== Texte fourni

Que faire à vingt ans, après la mort d'une grand-mère, quand on se retrouve sans famille et qu'on aime les cuisines plus que tout au monde ? Se pelotonner contre le frigo, chercher dans son ronronnement un prélude au sommeil, un remède à la solitude.
Cette vie semi-végétative de Mikage, l'héroïne de Kitchen, est un jour troublée par un garçon, Yûichi Tanabe, qui l'invite à partager l'appartement où il loge avec sa mère...
Banana Yoshimoto
Kitchen

Nous avons lu ce livre en janvier 2002.

Christine
Kitchen m'a bien plu. L'ambiance, les lieux, la nuit, les personnages. J'aime bien la façon dont cela commence, en quelques lignes on apprend beaucoup de choses sur Mikage et tout semble avoir la même importance : son amour pour les cuisines, la mort de sa grand-mère, son installation chez les Tanabe. Puis petit à petit on apprend à mieux connaître Mikage et sa sensibilité très particulière. Le fait d'être orpheline la marginalise et la rapproche de personnes comme Yûichi et sa mère-père. Je trouve bien intéressantes ses rares relations avec des personnes "normales", comme ses deux collègues apprenties cuisinières, charmantes et lisses. Quand Mikage a au bout du fil la mère d'une d'entre elles, elle s'aperçoit que cette femme connaît l'emploi du temps de sa fille à la minute près, elle en est très surprise et elle se dit "cela doit être ça avoir une famille". Elle est complètement libre, elle mange ce qu'elle veut, quand elle veut. Souvent en pleine nuit, elle sort et va déguster un plat dans un des multiples endroits qui restent ouverts 24h sur 24 (je remercie les traducteurs pour les notes en bas de pages qui nous détaillent les différents plats, j'ai envie de tout goûter). Mikage n'a pas de repère, elle se construit toute seule, comme elle apprend la cuisine. La fin me semble improbable, j'imaginerais plutôt que la relation de Mikage et de Yûichi se dilue dans la nuit. Je comprends bien le succès de ce livre, il est dans l'air du temps, on retrouve la même ambiance dans de nombreux films asiatiques.
Sabine
J'ai trouvé Kitchen sympathique, dans le décalage. J'ai relevé quelques trouvailles, genre métaphores de temps en temps, mais tout ça n'évite pas le niais et recourt à un procédé pour pas grand chose : la cuisine, la cuisine, mais il se passe pas grand chose dans la cuisine ! Ca tient pas la route, ce n'est pas de la littérature, mais ça a pour mérite de ne pas prendre le chou. Démotivée, j'ai pas lu la deuxième nouvelle.

====
== Lignes

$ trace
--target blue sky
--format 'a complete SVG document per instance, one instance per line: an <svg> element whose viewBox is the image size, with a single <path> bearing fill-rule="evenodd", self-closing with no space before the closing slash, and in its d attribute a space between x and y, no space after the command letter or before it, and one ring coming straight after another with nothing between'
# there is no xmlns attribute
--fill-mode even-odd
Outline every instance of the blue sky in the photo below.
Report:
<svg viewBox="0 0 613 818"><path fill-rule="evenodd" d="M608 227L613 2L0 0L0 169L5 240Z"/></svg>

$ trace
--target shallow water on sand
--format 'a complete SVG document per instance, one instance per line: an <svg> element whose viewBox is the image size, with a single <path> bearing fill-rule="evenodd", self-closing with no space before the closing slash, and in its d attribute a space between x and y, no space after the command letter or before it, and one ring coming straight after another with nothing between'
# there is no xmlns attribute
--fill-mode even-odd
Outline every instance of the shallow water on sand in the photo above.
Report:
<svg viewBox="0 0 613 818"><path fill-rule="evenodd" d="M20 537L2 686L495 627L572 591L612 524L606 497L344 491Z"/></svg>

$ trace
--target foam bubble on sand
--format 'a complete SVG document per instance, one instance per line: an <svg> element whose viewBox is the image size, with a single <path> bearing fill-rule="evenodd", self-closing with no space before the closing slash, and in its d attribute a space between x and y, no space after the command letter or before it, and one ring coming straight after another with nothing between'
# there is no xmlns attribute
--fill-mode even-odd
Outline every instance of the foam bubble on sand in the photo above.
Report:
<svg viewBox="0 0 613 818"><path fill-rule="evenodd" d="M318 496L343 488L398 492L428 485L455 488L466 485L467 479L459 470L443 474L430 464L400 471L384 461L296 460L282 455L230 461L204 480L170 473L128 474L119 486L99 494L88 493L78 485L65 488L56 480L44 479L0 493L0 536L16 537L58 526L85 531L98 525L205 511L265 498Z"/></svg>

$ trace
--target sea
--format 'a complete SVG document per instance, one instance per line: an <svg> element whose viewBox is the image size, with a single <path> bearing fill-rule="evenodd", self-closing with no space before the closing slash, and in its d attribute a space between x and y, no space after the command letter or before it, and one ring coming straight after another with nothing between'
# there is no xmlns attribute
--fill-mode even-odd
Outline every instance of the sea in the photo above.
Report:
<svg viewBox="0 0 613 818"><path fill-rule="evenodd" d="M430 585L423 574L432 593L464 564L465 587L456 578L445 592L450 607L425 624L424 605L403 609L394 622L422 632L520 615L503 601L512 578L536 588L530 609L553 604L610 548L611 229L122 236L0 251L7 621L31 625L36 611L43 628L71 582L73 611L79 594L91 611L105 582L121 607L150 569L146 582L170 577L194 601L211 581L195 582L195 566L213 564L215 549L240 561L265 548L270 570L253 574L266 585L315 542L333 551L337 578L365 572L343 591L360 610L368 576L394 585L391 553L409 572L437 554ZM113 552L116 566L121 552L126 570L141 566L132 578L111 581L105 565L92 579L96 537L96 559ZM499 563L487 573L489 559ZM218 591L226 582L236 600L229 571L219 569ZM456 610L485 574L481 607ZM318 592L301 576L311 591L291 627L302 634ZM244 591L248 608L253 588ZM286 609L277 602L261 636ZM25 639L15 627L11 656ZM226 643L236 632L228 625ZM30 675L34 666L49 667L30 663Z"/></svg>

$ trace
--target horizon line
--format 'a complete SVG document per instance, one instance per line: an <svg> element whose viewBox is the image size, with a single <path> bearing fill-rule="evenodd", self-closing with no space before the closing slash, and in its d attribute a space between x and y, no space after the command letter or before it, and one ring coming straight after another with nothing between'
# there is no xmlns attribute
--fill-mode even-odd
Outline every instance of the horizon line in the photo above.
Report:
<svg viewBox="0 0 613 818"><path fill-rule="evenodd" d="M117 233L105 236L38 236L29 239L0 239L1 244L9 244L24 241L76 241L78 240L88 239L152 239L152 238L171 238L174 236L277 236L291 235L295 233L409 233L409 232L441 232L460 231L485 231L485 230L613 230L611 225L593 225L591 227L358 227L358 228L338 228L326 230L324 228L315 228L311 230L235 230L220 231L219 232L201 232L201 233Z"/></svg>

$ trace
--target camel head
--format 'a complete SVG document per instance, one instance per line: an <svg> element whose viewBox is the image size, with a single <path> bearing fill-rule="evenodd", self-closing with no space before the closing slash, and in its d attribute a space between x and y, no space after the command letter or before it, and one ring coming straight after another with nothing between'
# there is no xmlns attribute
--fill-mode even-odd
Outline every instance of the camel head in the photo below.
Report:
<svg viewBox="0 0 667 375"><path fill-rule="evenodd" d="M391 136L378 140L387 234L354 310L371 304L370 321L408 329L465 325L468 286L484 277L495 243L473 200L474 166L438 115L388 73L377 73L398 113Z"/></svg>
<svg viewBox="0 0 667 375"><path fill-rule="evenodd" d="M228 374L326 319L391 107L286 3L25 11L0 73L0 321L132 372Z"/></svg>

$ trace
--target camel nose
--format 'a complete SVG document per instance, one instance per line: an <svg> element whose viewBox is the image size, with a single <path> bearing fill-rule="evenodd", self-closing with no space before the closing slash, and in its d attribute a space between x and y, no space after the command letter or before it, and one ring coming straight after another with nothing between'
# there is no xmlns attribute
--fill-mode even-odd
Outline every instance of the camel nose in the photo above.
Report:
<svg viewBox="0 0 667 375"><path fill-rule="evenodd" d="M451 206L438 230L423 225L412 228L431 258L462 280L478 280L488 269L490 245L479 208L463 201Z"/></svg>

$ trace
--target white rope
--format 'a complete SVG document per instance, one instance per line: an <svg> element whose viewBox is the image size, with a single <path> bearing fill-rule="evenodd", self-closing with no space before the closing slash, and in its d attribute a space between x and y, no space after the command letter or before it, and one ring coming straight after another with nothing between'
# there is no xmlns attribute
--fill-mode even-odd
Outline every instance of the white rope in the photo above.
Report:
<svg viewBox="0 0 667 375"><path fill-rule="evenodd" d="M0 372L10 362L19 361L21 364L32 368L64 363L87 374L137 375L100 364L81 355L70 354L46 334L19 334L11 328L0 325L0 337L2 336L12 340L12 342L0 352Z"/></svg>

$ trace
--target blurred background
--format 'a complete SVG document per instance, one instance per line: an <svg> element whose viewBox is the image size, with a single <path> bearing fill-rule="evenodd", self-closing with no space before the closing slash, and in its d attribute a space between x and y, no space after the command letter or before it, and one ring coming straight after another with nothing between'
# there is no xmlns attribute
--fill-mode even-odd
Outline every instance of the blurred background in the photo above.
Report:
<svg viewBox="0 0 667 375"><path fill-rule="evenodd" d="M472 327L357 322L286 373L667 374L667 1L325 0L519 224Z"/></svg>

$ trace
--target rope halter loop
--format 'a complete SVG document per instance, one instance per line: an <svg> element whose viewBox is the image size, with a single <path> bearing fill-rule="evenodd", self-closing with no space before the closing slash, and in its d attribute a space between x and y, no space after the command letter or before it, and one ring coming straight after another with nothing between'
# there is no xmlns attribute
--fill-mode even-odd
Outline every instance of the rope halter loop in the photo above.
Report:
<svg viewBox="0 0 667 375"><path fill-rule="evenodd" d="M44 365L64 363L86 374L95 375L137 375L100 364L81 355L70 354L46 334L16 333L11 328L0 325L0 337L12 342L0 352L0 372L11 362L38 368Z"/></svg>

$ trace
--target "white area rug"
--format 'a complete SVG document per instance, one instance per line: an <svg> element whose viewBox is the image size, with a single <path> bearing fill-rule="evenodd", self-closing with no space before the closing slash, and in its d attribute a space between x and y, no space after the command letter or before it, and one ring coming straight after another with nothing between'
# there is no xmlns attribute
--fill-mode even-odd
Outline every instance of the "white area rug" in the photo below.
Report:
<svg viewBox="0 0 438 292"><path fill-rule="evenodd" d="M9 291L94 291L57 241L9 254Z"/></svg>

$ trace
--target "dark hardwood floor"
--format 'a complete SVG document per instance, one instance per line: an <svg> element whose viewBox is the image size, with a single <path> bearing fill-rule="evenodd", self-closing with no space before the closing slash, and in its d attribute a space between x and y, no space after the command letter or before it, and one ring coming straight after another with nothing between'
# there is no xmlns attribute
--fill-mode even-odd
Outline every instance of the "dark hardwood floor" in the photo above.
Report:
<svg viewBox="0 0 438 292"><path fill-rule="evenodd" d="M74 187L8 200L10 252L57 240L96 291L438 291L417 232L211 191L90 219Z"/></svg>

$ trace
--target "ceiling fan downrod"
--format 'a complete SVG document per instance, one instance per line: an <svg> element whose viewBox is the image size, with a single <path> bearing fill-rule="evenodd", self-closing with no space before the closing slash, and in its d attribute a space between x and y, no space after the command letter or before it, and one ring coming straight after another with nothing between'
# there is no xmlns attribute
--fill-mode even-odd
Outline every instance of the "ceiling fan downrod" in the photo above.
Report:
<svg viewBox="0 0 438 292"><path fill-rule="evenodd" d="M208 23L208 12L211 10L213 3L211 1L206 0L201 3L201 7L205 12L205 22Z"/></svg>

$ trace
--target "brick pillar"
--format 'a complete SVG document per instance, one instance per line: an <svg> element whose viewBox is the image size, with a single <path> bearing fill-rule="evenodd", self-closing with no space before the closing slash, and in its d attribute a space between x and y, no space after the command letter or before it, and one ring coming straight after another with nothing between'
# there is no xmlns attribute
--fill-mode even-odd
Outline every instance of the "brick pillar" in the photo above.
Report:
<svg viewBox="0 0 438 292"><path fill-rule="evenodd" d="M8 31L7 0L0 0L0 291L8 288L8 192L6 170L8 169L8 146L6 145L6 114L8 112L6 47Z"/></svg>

====

__Consigne 1__
Répondez à ces questions sur le texte :
(a) En quel mois et en quelle année le livre a-t-il été lu ?
(b) Avec qui Yûichi Tanabe loge-t-il ?
(c) Qu'est-ce que Sabine n'a pas lu ?
__Consigne 2__
Dans le texte, relevez tout ce que Christine énumère dans la phrase qui suit « Kitchen m'a bien plu ».
__Consigne 3__
Transcrivez le passage du texte qui commence par « Cette vie semi-végétative » et se poursuit jusqu'à « en janvier 2002. ».

__Réponse attendue 1__
(a) En janvier 2002.
(b) Avec sa mère.
(c) La deuxième nouvelle.

__Réponse attendue 2__
L'ambiance, les lieux, la nuit, les personnages.

__Réponse attendue 3__
Cette vie semi-végétative de Mikage, l'héroïne de Kitchen, est un jour troublée par un garçon, Yûichi Tanabe, qui l'invite à partager l'appartement où il loge avec sa mère...
Banana Yoshimoto
Kitchen

Nous avons lu ce livre en janvier 2002.